** BEGIN MATERIAL FOR THIS TASK **

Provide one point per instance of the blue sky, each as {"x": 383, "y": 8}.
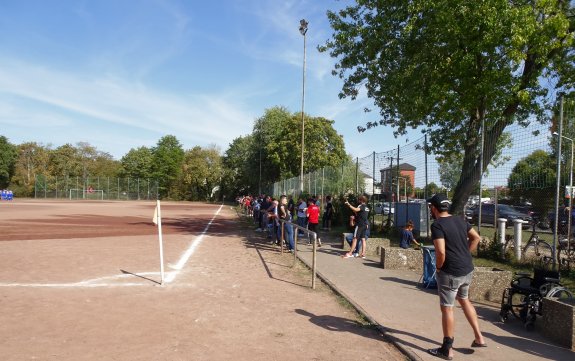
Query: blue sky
{"x": 120, "y": 74}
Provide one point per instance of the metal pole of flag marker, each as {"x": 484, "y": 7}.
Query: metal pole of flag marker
{"x": 158, "y": 222}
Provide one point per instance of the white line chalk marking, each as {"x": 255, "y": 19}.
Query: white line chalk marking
{"x": 108, "y": 281}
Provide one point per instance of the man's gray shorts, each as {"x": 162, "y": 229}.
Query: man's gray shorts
{"x": 449, "y": 287}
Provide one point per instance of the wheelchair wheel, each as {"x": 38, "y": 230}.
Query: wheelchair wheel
{"x": 505, "y": 306}
{"x": 518, "y": 305}
{"x": 536, "y": 252}
{"x": 560, "y": 292}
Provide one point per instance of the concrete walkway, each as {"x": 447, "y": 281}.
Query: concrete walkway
{"x": 410, "y": 315}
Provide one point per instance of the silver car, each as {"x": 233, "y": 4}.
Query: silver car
{"x": 384, "y": 208}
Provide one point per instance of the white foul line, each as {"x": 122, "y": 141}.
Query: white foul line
{"x": 97, "y": 282}
{"x": 186, "y": 256}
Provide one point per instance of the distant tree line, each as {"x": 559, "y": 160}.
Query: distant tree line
{"x": 199, "y": 173}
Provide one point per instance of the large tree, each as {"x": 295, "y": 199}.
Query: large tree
{"x": 32, "y": 161}
{"x": 450, "y": 66}
{"x": 137, "y": 163}
{"x": 238, "y": 170}
{"x": 201, "y": 173}
{"x": 167, "y": 160}
{"x": 277, "y": 134}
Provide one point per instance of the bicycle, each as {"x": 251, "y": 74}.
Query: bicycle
{"x": 565, "y": 252}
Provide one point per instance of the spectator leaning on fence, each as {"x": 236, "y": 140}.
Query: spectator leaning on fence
{"x": 301, "y": 215}
{"x": 361, "y": 225}
{"x": 286, "y": 216}
{"x": 454, "y": 239}
{"x": 313, "y": 218}
{"x": 327, "y": 214}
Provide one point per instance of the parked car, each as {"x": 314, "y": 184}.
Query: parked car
{"x": 541, "y": 222}
{"x": 503, "y": 211}
{"x": 384, "y": 208}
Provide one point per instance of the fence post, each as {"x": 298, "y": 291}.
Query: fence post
{"x": 356, "y": 175}
{"x": 342, "y": 185}
{"x": 427, "y": 231}
{"x": 373, "y": 193}
{"x": 501, "y": 222}
{"x": 517, "y": 230}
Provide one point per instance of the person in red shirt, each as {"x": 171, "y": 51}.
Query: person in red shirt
{"x": 313, "y": 218}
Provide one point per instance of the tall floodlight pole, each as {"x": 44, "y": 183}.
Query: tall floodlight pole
{"x": 570, "y": 186}
{"x": 303, "y": 30}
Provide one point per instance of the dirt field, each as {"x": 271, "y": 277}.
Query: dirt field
{"x": 79, "y": 281}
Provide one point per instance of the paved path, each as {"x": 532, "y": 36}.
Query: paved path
{"x": 411, "y": 317}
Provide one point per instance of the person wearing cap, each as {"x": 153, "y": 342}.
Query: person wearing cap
{"x": 361, "y": 226}
{"x": 454, "y": 240}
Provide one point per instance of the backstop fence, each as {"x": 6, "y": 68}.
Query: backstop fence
{"x": 524, "y": 169}
{"x": 95, "y": 188}
{"x": 409, "y": 172}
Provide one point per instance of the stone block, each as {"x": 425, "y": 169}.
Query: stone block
{"x": 488, "y": 284}
{"x": 373, "y": 247}
{"x": 400, "y": 258}
{"x": 559, "y": 321}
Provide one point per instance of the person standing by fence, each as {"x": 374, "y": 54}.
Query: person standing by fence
{"x": 454, "y": 240}
{"x": 301, "y": 215}
{"x": 327, "y": 214}
{"x": 313, "y": 218}
{"x": 286, "y": 217}
{"x": 361, "y": 225}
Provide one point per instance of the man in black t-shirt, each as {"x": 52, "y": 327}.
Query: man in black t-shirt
{"x": 454, "y": 240}
{"x": 361, "y": 226}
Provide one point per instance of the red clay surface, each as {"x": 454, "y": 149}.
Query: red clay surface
{"x": 78, "y": 281}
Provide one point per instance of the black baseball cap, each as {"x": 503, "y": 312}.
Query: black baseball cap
{"x": 440, "y": 202}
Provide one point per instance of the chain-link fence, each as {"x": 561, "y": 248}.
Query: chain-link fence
{"x": 522, "y": 173}
{"x": 95, "y": 188}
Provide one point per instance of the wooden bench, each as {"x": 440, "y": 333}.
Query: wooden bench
{"x": 373, "y": 245}
{"x": 401, "y": 258}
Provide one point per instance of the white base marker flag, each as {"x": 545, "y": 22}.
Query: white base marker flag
{"x": 158, "y": 222}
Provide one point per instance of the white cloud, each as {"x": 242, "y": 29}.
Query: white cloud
{"x": 198, "y": 118}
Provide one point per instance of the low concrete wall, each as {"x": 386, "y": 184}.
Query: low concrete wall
{"x": 559, "y": 322}
{"x": 373, "y": 244}
{"x": 488, "y": 284}
{"x": 400, "y": 258}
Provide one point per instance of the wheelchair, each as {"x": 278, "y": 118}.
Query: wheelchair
{"x": 524, "y": 299}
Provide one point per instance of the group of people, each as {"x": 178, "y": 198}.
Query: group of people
{"x": 6, "y": 195}
{"x": 453, "y": 238}
{"x": 269, "y": 214}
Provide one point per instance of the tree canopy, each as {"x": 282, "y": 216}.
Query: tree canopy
{"x": 448, "y": 67}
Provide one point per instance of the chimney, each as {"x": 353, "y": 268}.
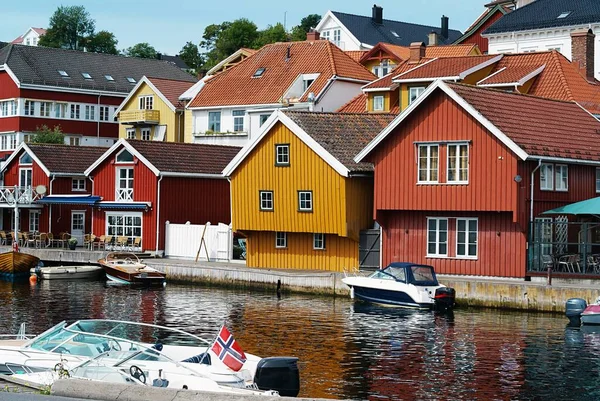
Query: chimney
{"x": 433, "y": 38}
{"x": 377, "y": 16}
{"x": 417, "y": 51}
{"x": 444, "y": 32}
{"x": 582, "y": 51}
{"x": 312, "y": 35}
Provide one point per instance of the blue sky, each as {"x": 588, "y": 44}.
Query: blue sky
{"x": 168, "y": 25}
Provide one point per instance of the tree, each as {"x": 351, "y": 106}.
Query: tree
{"x": 102, "y": 42}
{"x": 69, "y": 28}
{"x": 44, "y": 134}
{"x": 141, "y": 50}
{"x": 299, "y": 31}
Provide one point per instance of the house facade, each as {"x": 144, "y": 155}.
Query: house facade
{"x": 144, "y": 184}
{"x": 462, "y": 174}
{"x": 297, "y": 195}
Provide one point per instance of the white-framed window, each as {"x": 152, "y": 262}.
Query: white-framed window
{"x": 124, "y": 191}
{"x": 458, "y": 163}
{"x": 280, "y": 240}
{"x": 266, "y": 200}
{"x": 238, "y": 120}
{"x": 437, "y": 236}
{"x": 562, "y": 177}
{"x": 146, "y": 102}
{"x": 319, "y": 241}
{"x": 78, "y": 184}
{"x": 428, "y": 163}
{"x": 145, "y": 134}
{"x": 466, "y": 238}
{"x": 305, "y": 201}
{"x": 378, "y": 103}
{"x": 282, "y": 155}
{"x": 414, "y": 92}
{"x": 547, "y": 177}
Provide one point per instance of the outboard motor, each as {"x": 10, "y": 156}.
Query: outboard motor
{"x": 573, "y": 309}
{"x": 443, "y": 301}
{"x": 280, "y": 374}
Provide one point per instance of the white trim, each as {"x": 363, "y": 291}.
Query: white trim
{"x": 279, "y": 116}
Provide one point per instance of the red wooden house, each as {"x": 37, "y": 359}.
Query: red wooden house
{"x": 143, "y": 184}
{"x": 66, "y": 204}
{"x": 463, "y": 171}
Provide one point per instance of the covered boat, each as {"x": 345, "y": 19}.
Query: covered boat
{"x": 402, "y": 284}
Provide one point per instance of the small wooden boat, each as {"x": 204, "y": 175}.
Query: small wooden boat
{"x": 67, "y": 272}
{"x": 15, "y": 265}
{"x": 126, "y": 268}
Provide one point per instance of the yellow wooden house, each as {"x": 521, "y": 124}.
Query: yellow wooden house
{"x": 297, "y": 195}
{"x": 153, "y": 111}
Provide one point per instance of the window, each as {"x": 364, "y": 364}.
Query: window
{"x": 282, "y": 155}
{"x": 266, "y": 200}
{"x": 214, "y": 121}
{"x": 378, "y": 103}
{"x": 466, "y": 238}
{"x": 437, "y": 236}
{"x": 305, "y": 201}
{"x": 146, "y": 102}
{"x": 78, "y": 184}
{"x": 428, "y": 163}
{"x": 319, "y": 241}
{"x": 238, "y": 120}
{"x": 124, "y": 184}
{"x": 414, "y": 93}
{"x": 280, "y": 240}
{"x": 458, "y": 163}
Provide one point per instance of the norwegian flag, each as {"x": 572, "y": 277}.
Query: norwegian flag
{"x": 228, "y": 350}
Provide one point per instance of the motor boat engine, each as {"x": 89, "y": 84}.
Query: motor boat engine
{"x": 444, "y": 298}
{"x": 280, "y": 374}
{"x": 574, "y": 307}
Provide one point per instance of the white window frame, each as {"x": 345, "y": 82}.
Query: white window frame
{"x": 467, "y": 243}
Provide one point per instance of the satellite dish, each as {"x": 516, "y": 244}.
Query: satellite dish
{"x": 40, "y": 189}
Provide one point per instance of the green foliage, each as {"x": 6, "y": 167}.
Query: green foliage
{"x": 44, "y": 134}
{"x": 141, "y": 50}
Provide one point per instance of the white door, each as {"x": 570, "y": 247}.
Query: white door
{"x": 78, "y": 226}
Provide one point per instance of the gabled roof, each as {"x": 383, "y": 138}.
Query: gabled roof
{"x": 39, "y": 66}
{"x": 335, "y": 137}
{"x": 55, "y": 159}
{"x": 368, "y": 32}
{"x": 238, "y": 85}
{"x": 545, "y": 14}
{"x": 532, "y": 127}
{"x": 175, "y": 159}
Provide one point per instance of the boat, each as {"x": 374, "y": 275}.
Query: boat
{"x": 67, "y": 272}
{"x": 126, "y": 268}
{"x": 16, "y": 265}
{"x": 160, "y": 352}
{"x": 402, "y": 284}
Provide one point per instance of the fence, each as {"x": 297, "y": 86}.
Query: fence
{"x": 207, "y": 242}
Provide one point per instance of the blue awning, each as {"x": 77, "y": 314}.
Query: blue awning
{"x": 88, "y": 200}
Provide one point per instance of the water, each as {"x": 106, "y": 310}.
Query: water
{"x": 347, "y": 350}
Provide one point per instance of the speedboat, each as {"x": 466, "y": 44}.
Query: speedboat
{"x": 402, "y": 284}
{"x": 157, "y": 351}
{"x": 127, "y": 268}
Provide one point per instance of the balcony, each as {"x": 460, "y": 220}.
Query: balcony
{"x": 139, "y": 117}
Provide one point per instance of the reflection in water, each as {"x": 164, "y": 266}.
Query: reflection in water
{"x": 346, "y": 350}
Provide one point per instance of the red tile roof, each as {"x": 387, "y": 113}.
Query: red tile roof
{"x": 537, "y": 125}
{"x": 236, "y": 86}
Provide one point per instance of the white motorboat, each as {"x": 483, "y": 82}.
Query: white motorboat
{"x": 67, "y": 272}
{"x": 402, "y": 284}
{"x": 174, "y": 354}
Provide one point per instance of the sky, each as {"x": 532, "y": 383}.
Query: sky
{"x": 168, "y": 25}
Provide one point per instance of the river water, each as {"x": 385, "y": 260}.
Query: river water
{"x": 347, "y": 350}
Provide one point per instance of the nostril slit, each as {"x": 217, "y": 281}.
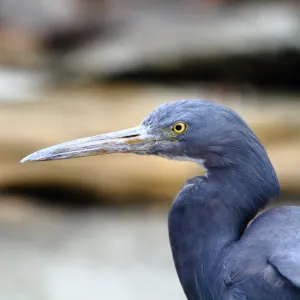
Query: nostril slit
{"x": 129, "y": 136}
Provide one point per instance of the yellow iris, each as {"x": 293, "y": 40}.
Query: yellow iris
{"x": 179, "y": 127}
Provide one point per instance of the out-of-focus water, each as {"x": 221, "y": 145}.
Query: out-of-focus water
{"x": 92, "y": 255}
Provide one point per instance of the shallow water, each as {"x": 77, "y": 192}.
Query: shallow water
{"x": 92, "y": 255}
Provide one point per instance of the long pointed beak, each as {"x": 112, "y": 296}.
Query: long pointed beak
{"x": 133, "y": 140}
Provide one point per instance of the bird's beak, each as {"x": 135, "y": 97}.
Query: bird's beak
{"x": 133, "y": 140}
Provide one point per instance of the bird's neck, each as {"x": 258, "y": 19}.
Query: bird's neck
{"x": 205, "y": 220}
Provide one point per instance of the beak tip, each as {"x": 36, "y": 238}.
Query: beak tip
{"x": 30, "y": 157}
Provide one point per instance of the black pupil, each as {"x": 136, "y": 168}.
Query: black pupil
{"x": 178, "y": 127}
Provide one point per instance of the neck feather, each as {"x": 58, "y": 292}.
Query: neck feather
{"x": 210, "y": 215}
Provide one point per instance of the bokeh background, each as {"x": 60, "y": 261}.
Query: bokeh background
{"x": 96, "y": 228}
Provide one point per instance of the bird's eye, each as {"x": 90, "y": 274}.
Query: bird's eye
{"x": 179, "y": 127}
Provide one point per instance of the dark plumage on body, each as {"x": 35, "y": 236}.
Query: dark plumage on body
{"x": 217, "y": 254}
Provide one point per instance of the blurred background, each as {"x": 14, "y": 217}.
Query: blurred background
{"x": 96, "y": 228}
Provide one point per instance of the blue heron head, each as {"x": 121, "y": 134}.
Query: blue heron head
{"x": 195, "y": 130}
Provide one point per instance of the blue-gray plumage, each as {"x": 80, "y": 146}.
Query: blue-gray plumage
{"x": 217, "y": 254}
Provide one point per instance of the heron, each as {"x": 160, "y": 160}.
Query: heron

** END MATERIAL FOR THIS TASK **

» WORK REQUIRED:
Copy the lines word for word, beginning at the line that contains "Provide one point per instance of the blue heron" and continuing through the last line, including both.

» ANSWER BELOW:
Provide one point per instance of the blue heron head, each as {"x": 121, "y": 134}.
Query: blue heron head
{"x": 195, "y": 130}
Provide one point per instance of the blue-gray plumage, each as {"x": 80, "y": 146}.
Query: blue-gray plumage
{"x": 217, "y": 254}
Provide one point per instance of the heron, each as {"x": 160, "y": 160}.
Query: heron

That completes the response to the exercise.